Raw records
== == ==

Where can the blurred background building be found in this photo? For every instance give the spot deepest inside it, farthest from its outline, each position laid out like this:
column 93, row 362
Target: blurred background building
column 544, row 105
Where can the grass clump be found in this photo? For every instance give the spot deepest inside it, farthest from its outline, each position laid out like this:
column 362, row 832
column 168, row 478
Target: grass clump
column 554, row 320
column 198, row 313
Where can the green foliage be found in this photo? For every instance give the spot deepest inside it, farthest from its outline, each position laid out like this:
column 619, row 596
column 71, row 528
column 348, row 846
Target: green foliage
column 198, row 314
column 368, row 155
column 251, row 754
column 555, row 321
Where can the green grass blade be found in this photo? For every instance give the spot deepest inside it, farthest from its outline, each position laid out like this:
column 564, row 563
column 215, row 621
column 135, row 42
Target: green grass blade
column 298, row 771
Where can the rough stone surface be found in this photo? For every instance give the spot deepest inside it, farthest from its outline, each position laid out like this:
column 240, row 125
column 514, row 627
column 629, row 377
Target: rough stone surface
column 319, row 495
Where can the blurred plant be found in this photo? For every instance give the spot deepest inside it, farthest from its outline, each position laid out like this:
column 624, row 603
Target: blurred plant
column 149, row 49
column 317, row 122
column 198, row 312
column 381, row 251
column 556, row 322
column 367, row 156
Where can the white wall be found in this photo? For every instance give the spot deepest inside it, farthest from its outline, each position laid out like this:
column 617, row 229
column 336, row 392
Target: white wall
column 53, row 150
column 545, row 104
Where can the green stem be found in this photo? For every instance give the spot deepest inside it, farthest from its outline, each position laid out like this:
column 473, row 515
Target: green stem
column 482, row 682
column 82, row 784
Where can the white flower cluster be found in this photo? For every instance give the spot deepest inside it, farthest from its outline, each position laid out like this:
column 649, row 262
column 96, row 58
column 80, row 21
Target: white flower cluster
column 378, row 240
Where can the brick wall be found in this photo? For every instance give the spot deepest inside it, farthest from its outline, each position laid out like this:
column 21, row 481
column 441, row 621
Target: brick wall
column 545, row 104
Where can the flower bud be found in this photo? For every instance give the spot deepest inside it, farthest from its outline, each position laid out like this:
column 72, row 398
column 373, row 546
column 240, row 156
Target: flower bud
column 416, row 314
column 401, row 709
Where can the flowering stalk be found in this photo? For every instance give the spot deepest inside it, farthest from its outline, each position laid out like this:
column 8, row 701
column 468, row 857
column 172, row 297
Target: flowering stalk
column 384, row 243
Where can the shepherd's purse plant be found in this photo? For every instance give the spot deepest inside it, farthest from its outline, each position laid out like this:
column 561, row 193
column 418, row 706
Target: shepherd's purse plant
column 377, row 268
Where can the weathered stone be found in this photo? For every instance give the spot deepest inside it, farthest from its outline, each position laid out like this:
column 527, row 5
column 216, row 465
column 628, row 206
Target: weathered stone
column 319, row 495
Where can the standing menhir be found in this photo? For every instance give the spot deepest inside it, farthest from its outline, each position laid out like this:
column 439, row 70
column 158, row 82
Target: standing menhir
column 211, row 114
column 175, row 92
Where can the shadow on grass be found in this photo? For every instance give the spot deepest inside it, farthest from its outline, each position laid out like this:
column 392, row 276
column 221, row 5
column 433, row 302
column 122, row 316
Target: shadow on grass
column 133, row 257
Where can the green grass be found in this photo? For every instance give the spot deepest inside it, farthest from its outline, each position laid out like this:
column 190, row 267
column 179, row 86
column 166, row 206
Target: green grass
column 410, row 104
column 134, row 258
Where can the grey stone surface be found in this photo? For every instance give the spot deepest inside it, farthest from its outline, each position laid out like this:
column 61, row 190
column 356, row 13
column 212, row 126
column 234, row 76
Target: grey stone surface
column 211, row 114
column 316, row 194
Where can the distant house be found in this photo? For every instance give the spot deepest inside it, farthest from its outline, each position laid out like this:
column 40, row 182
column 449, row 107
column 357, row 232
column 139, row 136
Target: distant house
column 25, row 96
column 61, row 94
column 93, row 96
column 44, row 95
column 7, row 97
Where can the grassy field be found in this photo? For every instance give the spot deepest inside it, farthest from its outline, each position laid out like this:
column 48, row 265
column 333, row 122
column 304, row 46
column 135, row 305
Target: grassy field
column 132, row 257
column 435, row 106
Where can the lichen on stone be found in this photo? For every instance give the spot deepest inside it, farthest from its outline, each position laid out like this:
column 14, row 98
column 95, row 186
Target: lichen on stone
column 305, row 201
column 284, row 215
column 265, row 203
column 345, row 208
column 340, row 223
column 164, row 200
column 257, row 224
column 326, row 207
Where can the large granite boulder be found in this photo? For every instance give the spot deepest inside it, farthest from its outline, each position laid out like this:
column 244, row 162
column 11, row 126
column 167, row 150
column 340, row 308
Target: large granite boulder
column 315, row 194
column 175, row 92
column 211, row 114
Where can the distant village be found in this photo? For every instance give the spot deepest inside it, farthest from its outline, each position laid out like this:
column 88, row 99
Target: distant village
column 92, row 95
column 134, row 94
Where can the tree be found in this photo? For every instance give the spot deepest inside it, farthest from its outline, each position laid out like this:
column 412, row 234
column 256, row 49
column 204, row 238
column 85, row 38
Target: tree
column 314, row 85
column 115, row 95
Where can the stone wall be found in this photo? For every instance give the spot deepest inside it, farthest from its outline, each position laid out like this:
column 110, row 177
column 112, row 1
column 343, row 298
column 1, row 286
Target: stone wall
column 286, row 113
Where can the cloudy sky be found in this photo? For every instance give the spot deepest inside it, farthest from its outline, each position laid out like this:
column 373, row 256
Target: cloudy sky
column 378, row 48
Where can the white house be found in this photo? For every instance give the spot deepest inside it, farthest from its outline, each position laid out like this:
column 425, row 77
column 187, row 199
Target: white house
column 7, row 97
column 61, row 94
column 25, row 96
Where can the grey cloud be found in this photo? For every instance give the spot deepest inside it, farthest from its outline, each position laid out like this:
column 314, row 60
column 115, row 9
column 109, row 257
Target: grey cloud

== == ==

STATED EXERCISE:
Copy the records above line for line, without changing anything.

FULL RESPONSE:
Where can the blurred background building be found in this photo? For every instance give the spot deepest inside it, farthest from its outline, each position laid out like this:
column 93, row 362
Target: blurred background building
column 544, row 105
Where can the grass clump be found in this photo? For every instance give the spot deepest inside it, farthest from its outline, each position laid out like this:
column 362, row 832
column 168, row 478
Target: grass clump
column 554, row 320
column 198, row 313
Where can the green foliage be found in this photo? For every instance give the spot deepest inside it, farthest from its outline, each position laid out like this:
column 619, row 596
column 71, row 528
column 348, row 846
Target: green foliage
column 198, row 314
column 368, row 155
column 251, row 754
column 555, row 321
Where can the green grass blade be found in this photo? For every instance give the spot deepest inside it, farthest from its outline, each position laid out like this:
column 564, row 563
column 215, row 621
column 135, row 42
Target: green grass blade
column 298, row 771
Where can the rough stone surface be found in this photo? For every instance give the spot deepest inside it, farthest from its outline, each position laid out like this:
column 240, row 125
column 514, row 627
column 629, row 377
Target: rough stone surface
column 319, row 495
Where can the blurred plant be found in this photo? For every instance give the spot deepest inside it, farthest from its outline, each position laid out like this:
column 624, row 603
Target: blurred plant
column 149, row 49
column 317, row 122
column 198, row 312
column 381, row 251
column 556, row 322
column 367, row 156
Where can the white wall be found in this photo? For every instance give the spot deepest inside it, farthest from its outline, each position laid out like this:
column 617, row 229
column 336, row 392
Target: white wall
column 53, row 150
column 545, row 104
Where can the green stem be found in this photo? For every instance give the spot deepest inside it, farthest from its outline, each position laid out like this:
column 473, row 515
Target: green stem
column 482, row 682
column 82, row 784
Where can the white flower cluster be found in this photo? For every instance give the spot deepest inside it, farthest from its outline, each position laid out like this:
column 649, row 262
column 96, row 58
column 80, row 21
Target: white flower cluster
column 378, row 240
Where can the brick wall be found in this photo? For every instance give the spot deepest inside it, farthest from its outline, each position laid out like this:
column 21, row 481
column 441, row 621
Target: brick wall
column 545, row 104
Where can the flower bud be found in this photo? For every instance give the spot deepest inside it, farthest from its outline, each position laid out like this:
column 72, row 398
column 373, row 546
column 240, row 156
Target: flower bud
column 416, row 314
column 401, row 709
Where can the flowering stalk be found in this photo? For every instance give the spot deepest inside it, farthest from its outline, each position laid out like this:
column 8, row 701
column 468, row 857
column 172, row 297
Target: flowering stalk
column 384, row 243
Where can the shepherd's purse plant be found in this photo? For every instance give the spot deepest inside it, farthest from its outline, each position laid out like this:
column 561, row 193
column 418, row 706
Target: shepherd's purse plant
column 377, row 268
Where can the weathered stone be found in this photo? For every instance give the spot deepest inside it, farthest from its outline, each position laid out like this:
column 527, row 5
column 216, row 465
column 628, row 206
Target: weathered stone
column 319, row 495
Where can the standing menhir be found in this photo? For every instance give the spot deepest inside it, farthest from its outline, each position laid out like this:
column 439, row 70
column 158, row 82
Target: standing menhir
column 211, row 114
column 175, row 92
Where can the shadow on grass be found in this photo? For every instance give the spot deepest inside it, farthest from its outline, each position laid out like this:
column 392, row 276
column 221, row 5
column 433, row 302
column 122, row 316
Target: shadow on grass
column 133, row 257
Where can the green grass be found in this photo? For every instance give the spot deepest inside it, farthest from its outline, each position laid out like this:
column 190, row 267
column 179, row 86
column 166, row 206
Target: green grass
column 410, row 104
column 134, row 258
Where can the grey stone surface be found in this photo? For every instance give the spot deepest inside it, farthest from its outline, each position laid out like this:
column 61, row 190
column 356, row 13
column 212, row 126
column 234, row 76
Target: grey stone surface
column 211, row 114
column 316, row 194
Where can the distant house be found in this photo? For every instance give the spot deepest inside it, farthest from its outline, each position laid out like this:
column 40, row 182
column 449, row 107
column 357, row 232
column 139, row 136
Target: distant house
column 25, row 96
column 61, row 94
column 93, row 96
column 44, row 95
column 7, row 97
Where can the grassy field be found in this photo? For every instance give the spot deepest inside it, farthest from its outline, each position laid out like this:
column 48, row 265
column 333, row 122
column 304, row 46
column 135, row 305
Target: grassy field
column 132, row 257
column 435, row 106
Where can the lichen on stone be found in this photo? For every instance give the spot deepest inside it, farthest from its outline, each position laid out like this:
column 14, row 98
column 95, row 186
Target: lichen on stone
column 305, row 201
column 284, row 215
column 265, row 203
column 345, row 208
column 340, row 223
column 164, row 200
column 257, row 224
column 326, row 207
Where can the large granite boulder be found in this photo? For every instance give the spot deepest inside it, farthest from its outline, each position laid out like this:
column 244, row 162
column 11, row 126
column 167, row 150
column 340, row 308
Target: large granite boulder
column 315, row 194
column 175, row 92
column 211, row 114
Where can the distant village be found in this photo? For every instance give the spot deepest inside it, farthest from its outline, each position laid out like this:
column 88, row 99
Target: distant village
column 92, row 95
column 134, row 94
Where can the tree be found in this photo? For every instance give the spot deepest inside it, farthest from its outline, each position laid out like this:
column 412, row 234
column 256, row 49
column 204, row 238
column 85, row 38
Target: tree
column 314, row 85
column 115, row 95
Where can the stone wall be found in this photo? For every instance give the spot deepest inside it, farthest from its outline, each position laid out like this:
column 110, row 177
column 112, row 1
column 343, row 298
column 1, row 286
Target: stone wall
column 286, row 113
Where can the cloudy sky be found in this photo? For every instance give the spot deepest inside it, farthest from its outline, each position laid out like this:
column 373, row 256
Target: cloudy sky
column 378, row 48
Where can the white house be found in this photo? For every instance give the spot deepest inside it, farthest from its outline, each position laid out like this:
column 425, row 77
column 187, row 199
Target: white house
column 7, row 97
column 61, row 94
column 25, row 96
Where can the grey cloud be found in this photo? For every instance give the spot deepest inside it, farthest from its outline, each position laid out like this:
column 314, row 60
column 115, row 9
column 109, row 257
Target: grey cloud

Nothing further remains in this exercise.